Study text below:

State medical licensing board questions may discourage physicians from addressing their mental health
Click Here to Manage Email Alerts
Medical license application questions are still not treating mental and physical illness the same, and this could be impacting a physician’s decision to seek treatment for mental disorders, according to findings recently published in Family Medicine.
“There had been some studies many years ago that also looked at how states treat mental health and physical health. I expected that there would be quite a bit of change since our study was done quite a number of years later,” Katherine J. Gold, MD, MSW, MS, department of family medicine, University of Michigan, told Healio Family Medicine in an interview.
Researchers wrote that those earlier studies found that the licensure questions regarding mental health or substance abuse questions were “overbroad.”
To see if anything changed since those previous studies, Gold and colleagues examined physician medical licensing applications for U.S. physicians seeking licensing for the first time in 2013 in the 50 states and Washington, D.C. Questions about mental and physical health, as well as substance abuse, were identified and coded as to whether they asked about diagnosis and/or treatment or limited the questions to conditions causing physician impairment.
Researchers found that states were more likely to ask for history of treatment and prior hospitalization for mental health and substance use, compared with physical health disorders. In addition, states were significantly more likely to ask about past or current treatment for mental health or substance abuse (28 vs. 16, P = .0005; and 33 vs. 16, P = .0002) vs. physical health disorders, and hospitalization for mental health problems was queried more often than for physical problems (10 vs. 4; P = .031). Researchers also found that many of the questions violated Americans with Disabilities Act standards. Of the applications examined, 43 asked questions about mental health, 47 queried on substance use, and 43 asked about physical health.

End of Study text.

Instructions for the task:
Answer these questions from the article on medical licensing questions:
1. In which journal were the findings published?
2. In what year were the first-time licensing applications that the researchers examined submitted?
3. How many of the applications examined asked about substance use?

Source information below:

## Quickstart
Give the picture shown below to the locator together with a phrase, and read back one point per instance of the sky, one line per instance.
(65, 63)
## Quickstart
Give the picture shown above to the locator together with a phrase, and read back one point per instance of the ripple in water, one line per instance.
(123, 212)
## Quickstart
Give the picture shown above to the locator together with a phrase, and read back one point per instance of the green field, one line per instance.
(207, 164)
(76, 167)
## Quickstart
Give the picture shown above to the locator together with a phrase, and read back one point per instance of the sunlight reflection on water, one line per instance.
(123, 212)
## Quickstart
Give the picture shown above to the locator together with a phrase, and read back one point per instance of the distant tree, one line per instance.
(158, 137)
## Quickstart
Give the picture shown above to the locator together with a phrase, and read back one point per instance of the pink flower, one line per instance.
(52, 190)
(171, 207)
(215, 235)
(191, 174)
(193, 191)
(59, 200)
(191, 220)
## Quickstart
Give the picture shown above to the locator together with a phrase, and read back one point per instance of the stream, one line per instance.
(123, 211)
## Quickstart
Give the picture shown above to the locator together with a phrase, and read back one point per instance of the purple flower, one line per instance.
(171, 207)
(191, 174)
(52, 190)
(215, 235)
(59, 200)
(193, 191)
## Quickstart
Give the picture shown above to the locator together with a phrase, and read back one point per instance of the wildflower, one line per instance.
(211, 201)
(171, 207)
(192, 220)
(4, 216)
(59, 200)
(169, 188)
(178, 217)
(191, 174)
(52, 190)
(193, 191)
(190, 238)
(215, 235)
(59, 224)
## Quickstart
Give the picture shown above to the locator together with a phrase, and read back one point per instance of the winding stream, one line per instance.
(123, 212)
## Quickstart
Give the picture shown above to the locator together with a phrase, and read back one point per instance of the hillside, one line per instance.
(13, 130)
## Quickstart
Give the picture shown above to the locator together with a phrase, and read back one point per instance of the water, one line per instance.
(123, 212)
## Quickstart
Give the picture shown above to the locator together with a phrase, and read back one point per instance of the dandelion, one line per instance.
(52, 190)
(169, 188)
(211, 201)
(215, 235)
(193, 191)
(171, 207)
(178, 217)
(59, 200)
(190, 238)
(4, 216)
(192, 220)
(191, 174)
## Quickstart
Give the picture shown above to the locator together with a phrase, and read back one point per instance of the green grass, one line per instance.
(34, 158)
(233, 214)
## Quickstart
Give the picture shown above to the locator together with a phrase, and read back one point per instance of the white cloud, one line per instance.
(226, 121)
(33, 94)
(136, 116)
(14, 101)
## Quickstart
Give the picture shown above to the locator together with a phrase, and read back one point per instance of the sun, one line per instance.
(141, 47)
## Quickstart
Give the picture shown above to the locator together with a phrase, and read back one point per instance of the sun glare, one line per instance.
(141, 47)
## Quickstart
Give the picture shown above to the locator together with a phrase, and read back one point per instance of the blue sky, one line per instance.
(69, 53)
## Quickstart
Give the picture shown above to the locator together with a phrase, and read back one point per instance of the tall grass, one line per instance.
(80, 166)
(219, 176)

End of Source information.

Your response:
1. Family Medicine
2. 2013
3. 47